+++ Extracted information

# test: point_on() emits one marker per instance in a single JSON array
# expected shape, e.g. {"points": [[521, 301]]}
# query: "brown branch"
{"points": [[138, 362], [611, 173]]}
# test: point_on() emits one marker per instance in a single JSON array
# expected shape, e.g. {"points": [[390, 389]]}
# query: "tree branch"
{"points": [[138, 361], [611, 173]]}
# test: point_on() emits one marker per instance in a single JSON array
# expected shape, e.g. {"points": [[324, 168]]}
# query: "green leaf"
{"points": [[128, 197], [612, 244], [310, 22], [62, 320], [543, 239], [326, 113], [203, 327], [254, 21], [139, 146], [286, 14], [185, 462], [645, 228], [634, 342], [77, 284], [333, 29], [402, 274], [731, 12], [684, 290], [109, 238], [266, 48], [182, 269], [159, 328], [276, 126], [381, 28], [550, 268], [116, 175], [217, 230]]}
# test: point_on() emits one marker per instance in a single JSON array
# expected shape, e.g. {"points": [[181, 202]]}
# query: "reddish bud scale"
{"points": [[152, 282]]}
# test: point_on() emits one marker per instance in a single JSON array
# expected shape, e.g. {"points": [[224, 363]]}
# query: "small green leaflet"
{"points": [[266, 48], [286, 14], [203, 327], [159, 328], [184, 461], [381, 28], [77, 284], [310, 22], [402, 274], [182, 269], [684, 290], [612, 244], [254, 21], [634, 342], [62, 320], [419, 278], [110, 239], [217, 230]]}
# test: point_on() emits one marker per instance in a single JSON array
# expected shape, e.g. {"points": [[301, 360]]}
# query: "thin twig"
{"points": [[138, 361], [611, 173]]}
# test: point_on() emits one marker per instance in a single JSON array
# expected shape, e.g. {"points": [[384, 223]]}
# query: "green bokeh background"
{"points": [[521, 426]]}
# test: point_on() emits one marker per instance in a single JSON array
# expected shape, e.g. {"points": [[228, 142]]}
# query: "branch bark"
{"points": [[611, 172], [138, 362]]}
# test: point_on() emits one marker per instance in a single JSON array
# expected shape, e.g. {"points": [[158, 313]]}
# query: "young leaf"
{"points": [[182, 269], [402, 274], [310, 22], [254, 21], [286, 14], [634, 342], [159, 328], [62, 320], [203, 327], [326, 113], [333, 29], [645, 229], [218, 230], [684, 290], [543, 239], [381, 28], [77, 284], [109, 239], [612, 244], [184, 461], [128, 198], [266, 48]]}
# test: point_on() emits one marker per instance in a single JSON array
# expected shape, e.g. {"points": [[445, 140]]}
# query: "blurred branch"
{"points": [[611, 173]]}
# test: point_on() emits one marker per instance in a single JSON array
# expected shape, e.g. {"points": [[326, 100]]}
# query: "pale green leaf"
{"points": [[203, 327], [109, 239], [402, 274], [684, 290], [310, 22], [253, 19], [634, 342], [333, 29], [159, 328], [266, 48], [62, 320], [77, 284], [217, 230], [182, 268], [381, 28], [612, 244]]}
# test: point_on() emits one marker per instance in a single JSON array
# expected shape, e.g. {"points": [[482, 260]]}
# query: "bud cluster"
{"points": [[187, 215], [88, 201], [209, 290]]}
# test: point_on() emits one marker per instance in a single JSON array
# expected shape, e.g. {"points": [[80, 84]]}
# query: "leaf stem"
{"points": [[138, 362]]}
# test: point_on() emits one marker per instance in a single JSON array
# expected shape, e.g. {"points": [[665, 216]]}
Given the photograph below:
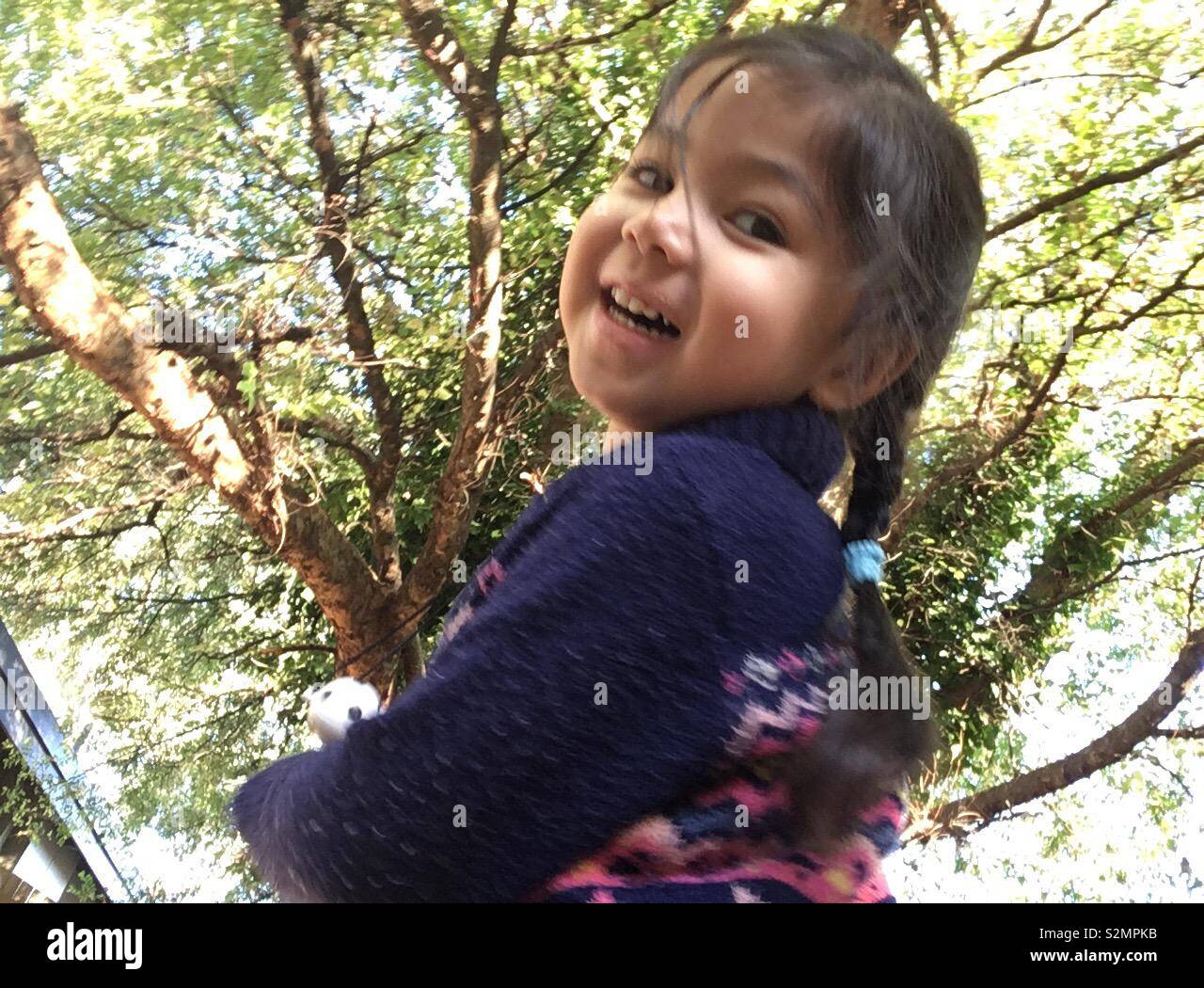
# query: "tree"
{"points": [[379, 194]]}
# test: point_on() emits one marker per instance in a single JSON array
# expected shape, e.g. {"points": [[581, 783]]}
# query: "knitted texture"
{"points": [[593, 714]]}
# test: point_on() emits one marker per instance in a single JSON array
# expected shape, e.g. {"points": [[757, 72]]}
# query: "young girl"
{"points": [[632, 699]]}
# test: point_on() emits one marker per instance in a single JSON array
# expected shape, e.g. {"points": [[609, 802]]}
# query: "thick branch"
{"points": [[100, 335], [979, 810]]}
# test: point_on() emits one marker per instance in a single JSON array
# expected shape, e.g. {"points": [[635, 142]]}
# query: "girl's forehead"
{"points": [[736, 93]]}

++++++

Direction
Count how many lines of the material above contain the string "green", treating case as significant. Reply with only the number.

Full output
4